Task statement:
Locate every line in the records below that holds the word "tent" and return each one.

Records to use:

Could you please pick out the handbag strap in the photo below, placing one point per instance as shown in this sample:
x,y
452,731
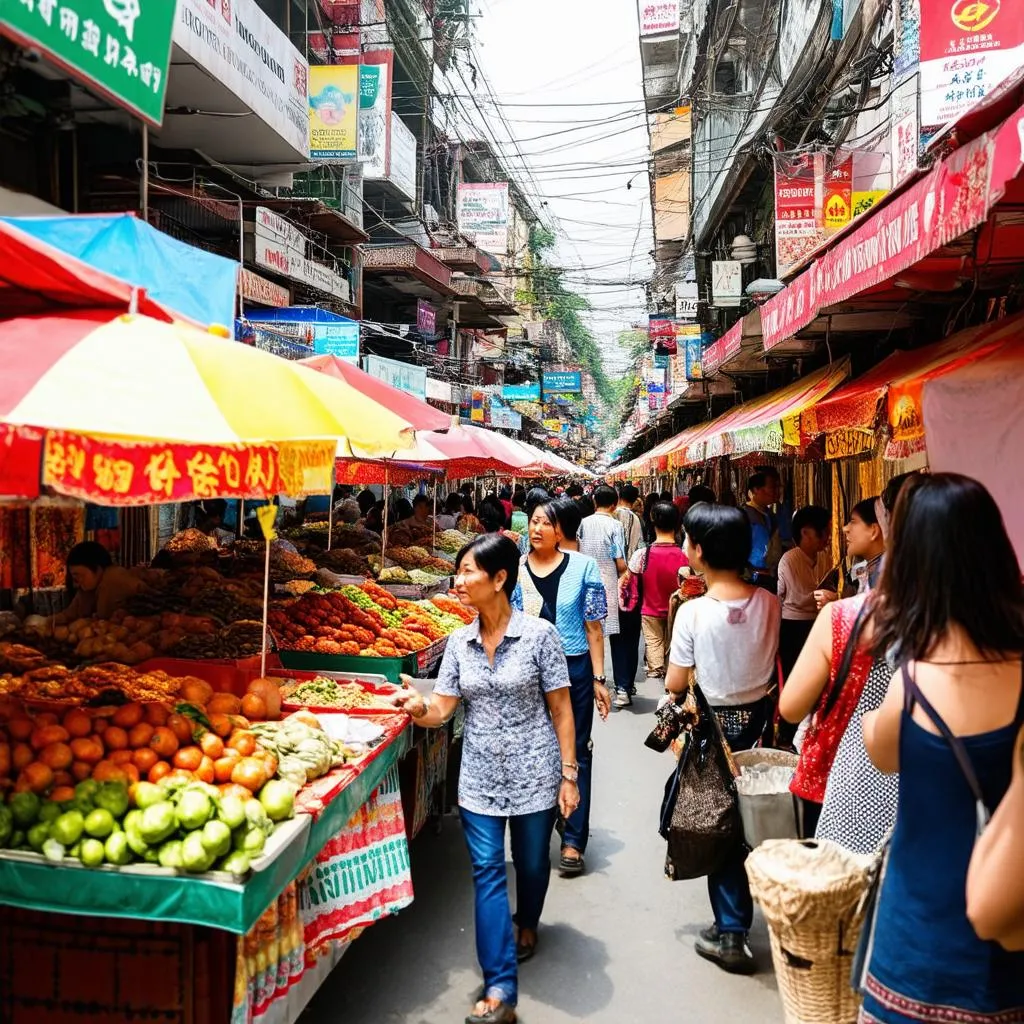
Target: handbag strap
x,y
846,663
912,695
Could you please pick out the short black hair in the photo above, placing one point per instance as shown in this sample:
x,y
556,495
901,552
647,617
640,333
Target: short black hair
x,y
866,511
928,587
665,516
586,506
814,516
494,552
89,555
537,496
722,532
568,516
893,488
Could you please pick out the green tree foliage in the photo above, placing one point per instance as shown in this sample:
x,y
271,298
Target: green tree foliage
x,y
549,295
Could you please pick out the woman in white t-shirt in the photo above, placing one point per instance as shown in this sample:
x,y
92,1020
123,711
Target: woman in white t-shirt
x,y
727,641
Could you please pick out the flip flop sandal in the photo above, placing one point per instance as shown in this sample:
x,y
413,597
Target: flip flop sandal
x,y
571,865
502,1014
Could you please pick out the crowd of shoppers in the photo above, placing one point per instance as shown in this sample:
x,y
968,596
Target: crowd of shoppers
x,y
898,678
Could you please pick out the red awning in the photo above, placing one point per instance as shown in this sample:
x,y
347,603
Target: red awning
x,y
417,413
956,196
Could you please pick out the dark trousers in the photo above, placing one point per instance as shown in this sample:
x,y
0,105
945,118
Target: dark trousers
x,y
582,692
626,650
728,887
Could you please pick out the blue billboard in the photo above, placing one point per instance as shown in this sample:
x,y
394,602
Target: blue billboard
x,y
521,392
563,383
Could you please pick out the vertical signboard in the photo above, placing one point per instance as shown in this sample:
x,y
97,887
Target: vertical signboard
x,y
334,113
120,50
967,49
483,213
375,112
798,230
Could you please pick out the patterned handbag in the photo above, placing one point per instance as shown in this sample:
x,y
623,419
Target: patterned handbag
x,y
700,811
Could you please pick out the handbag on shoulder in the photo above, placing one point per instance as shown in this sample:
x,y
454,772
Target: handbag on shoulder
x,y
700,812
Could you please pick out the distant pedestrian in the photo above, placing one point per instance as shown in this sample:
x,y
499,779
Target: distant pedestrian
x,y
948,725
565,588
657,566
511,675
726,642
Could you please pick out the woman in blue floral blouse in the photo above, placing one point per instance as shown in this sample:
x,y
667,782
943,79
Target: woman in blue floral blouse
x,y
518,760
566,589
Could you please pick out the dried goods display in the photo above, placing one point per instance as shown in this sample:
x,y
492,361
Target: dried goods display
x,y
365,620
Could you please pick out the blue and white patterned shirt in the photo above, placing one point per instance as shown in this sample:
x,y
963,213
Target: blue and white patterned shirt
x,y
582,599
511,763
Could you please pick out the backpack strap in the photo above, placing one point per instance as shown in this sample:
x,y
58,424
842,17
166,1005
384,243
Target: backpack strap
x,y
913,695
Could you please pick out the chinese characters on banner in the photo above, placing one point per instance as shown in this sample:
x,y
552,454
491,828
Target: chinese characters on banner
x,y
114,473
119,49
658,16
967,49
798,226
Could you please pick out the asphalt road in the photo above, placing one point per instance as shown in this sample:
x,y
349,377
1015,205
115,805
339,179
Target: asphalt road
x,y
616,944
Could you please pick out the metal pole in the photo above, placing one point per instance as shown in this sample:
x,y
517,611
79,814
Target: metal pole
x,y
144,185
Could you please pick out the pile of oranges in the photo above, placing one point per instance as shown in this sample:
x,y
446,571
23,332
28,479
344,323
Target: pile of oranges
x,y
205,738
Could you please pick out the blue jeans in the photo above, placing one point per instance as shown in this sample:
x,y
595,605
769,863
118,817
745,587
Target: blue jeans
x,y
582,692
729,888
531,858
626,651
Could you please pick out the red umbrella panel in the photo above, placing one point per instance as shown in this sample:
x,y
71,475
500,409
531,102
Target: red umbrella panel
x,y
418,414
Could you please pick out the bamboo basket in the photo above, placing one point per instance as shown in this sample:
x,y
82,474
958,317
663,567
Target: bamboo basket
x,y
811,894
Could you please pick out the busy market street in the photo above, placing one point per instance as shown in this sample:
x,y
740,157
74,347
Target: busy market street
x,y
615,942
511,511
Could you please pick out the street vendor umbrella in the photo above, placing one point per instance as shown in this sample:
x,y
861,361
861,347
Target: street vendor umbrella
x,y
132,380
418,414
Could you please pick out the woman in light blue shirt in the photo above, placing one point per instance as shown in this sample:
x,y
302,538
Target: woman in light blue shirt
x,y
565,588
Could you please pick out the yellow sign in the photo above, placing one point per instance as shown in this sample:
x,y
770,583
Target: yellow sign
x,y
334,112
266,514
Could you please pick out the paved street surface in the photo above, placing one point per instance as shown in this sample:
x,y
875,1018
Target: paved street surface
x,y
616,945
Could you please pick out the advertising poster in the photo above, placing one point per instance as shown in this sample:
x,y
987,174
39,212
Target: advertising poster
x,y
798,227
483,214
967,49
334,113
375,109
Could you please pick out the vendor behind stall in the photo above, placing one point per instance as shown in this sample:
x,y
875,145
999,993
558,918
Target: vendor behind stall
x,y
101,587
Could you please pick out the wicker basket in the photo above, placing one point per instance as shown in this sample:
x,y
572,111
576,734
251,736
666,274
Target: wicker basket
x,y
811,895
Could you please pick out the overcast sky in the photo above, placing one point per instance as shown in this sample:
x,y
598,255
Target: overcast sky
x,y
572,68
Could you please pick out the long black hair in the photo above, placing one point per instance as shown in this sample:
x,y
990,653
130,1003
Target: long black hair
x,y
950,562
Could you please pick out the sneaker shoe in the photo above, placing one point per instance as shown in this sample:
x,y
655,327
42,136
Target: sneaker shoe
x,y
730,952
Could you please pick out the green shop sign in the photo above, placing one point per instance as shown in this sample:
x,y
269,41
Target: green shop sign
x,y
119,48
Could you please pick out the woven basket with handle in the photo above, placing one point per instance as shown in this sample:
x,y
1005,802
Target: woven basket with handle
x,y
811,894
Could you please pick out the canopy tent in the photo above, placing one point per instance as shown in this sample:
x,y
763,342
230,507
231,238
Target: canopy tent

The answer:
Could you please pick out the canopy tent in the photo above, placing one point per instance as shown in this sample:
Target: canopy tent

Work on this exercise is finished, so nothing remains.